Le conservatisme va t'il s'effondrer ?

Philippe Brindet - 20/02/2025

Meloni en Italie, Bukele au Salvador, Milei en Argentine, Trump aux USA, ... après 40 ans de "progressisme woke" , nous avons l'impressiojn d'une marche triomphale du conservatisme ou du moins de forces tendant à modérer ou à arrêter le "progressisme woke".

Et quand je dis "nous", j'unis les progressistes qui se désespèrent de leurs défaites aux conservateurs qui jubilent de leurs victoires ...

Or, cette "union" - dont je reconnais qu'elle est une simple "opération" de mon cerveau d'analyste - porte en elle sa propre contradiction. Il suffit que le triomphe des uns ou la défaite des autres soit mal attribué et tout s'effondre comme lorsqu'on se réveille d'un rêve pour les uns ou d'un cauchemar pour les autres.

L'affaire de la "$Lira de Milei" ...

Or, un court article [4] d'un observateur argentin de la situation politique en Argentine joue le rôle importun et salutaire d'un réveil-matin. J.A. Quarracino a écrit un article relayé par Marco Tosatti de Stilum Curiae sur une curieuse affaire révélée en France par un encore plus bref article [1]. Deux articles américains [2, 3] complètent le tableau.
════════════════════
- Objectifs
1) Les affirmations suivantes concordent-elles avec l'article sur le conservatisme ? Pour chacune, répondez par oui ou par non en citant mot pour mot le passage qui tranche.
(a) L'article est daté du 20/02/2025.
(b) Selon l'auteur, le « progressisme woke » a duré vingt ans.
(c) L'article de J.A. Quarracino a été relayé par Marco Tosatti.
2) Mettez à jour l'article sur le conservatisme : recopiez-le depuis «Le conservatisme va» jusqu'à «leurs victoires ...» inclus, en remplaçant «jubilent» par «se réjouissent».
3) Répondez à ces questions sur l'article sur le conservatisme :
(a) Dans quel pays l'article situe-t-il Bukele ?
(b) De quelle publication Marco Tosatti relève-t-il ?
(c) Combien d'articles américains complètent le tableau ?
Vous n'aurez pas besoin des lignes de données.

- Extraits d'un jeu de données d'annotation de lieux
════════════════════
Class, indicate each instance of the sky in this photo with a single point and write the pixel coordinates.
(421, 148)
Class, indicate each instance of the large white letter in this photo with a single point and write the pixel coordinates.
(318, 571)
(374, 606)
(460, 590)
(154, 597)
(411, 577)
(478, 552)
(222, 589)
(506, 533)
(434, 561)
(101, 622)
════════════════════
- Réponses
1)
(a) Oui : « Philippe Brindet - 20/02/2025 »
(b) Non : « après 40 ans de "progressisme woke" »
(c) Oui : « relayé par Marco Tosatti de Stilum Curiae »

2)
Le conservatisme va t'il s'effondrer ?

Philippe Brindet - 20/02/2025

Meloni en Italie, Bukele au Salvador, Milei en Argentine, Trump aux USA, ... après 40 ans de "progressisme woke" , nous avons l'impressiojn d'une marche triomphale du conservatisme ou du moins de forces tendant à modérer ou à arrêter le "progressisme woke".

Et quand je dis "nous", j'unis les progressistes qui se désespèrent de leurs défaites aux conservateurs qui se réjouissent de leurs victoires ...

3)
(a) Au Salvador.
(b) De Stilum Curiae.
(c) Deux.